* To be done
Can you render each line of the entries below as a JSON list of strings, one string per line, with blank lines left out?

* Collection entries
** BEGIN **
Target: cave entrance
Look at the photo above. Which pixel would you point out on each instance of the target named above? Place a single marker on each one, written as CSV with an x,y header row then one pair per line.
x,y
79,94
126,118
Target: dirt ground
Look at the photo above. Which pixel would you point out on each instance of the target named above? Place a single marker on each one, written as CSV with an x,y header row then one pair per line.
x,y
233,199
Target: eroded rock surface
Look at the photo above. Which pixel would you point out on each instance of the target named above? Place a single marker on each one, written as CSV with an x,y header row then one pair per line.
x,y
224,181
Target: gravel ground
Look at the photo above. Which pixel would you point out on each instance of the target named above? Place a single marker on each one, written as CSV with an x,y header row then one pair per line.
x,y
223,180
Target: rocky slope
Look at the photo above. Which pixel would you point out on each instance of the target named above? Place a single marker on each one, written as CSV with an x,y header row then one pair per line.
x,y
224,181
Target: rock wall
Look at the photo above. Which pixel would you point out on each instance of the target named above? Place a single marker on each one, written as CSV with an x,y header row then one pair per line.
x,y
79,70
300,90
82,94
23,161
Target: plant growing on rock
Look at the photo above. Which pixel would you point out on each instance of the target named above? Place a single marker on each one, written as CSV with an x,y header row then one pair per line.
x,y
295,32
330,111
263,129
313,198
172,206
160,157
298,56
** END **
* Task solution
[
  "Target: cave entrance",
  "Look at the photo above. Which pixel would you point out on each instance of the target named above? Place a single marker on each one, written as CSV with an x,y header row then one pair per line.",
  "x,y",
  "79,94",
  "126,118",
  "Target: dirt ground",
  "Look at the photo above. Which pixel would you point out on each instance of the target named above? Place a single marker on each one, written as CSV with an x,y header row then one pair per line.",
  "x,y",
  "233,199",
  "Target: eroded rock surface",
  "Look at the photo above. Which pixel would you point out on each instance of the target named above? Place a single marker on each one, written as CSV with an x,y header row then one pair per line.",
  "x,y",
  "224,181",
  "Target: gravel ground",
  "Look at the photo above. Which pixel would you point out on each instance of the target named above? Place a single marker on each one, written as CSV with an x,y header row then one pair per line.",
  "x,y",
  "223,180",
  "Target: rocky slope",
  "Look at the photo above. Which pixel would you point out on each instance of the target named above? Place a single marker on each one, written as CSV with an x,y header row then one pair per line.",
  "x,y",
  "224,181",
  "Target: rock wall",
  "Look at the photo above. Which pixel would you point out on each instance of the target named above? Place a single marker on each one, written as CSV with an x,y header row then one pair per line.",
  "x,y",
  "79,70",
  "300,90",
  "82,94",
  "23,161",
  "Target: plant growing on rock",
  "Look at the photo above. Which pixel would you point out on each instance of the target named above? Place a single marker on each one, written as CSV with an x,y header row then one pair per line.",
  "x,y",
  "295,32",
  "330,111",
  "263,129",
  "313,198",
  "172,206",
  "160,157",
  "298,56"
]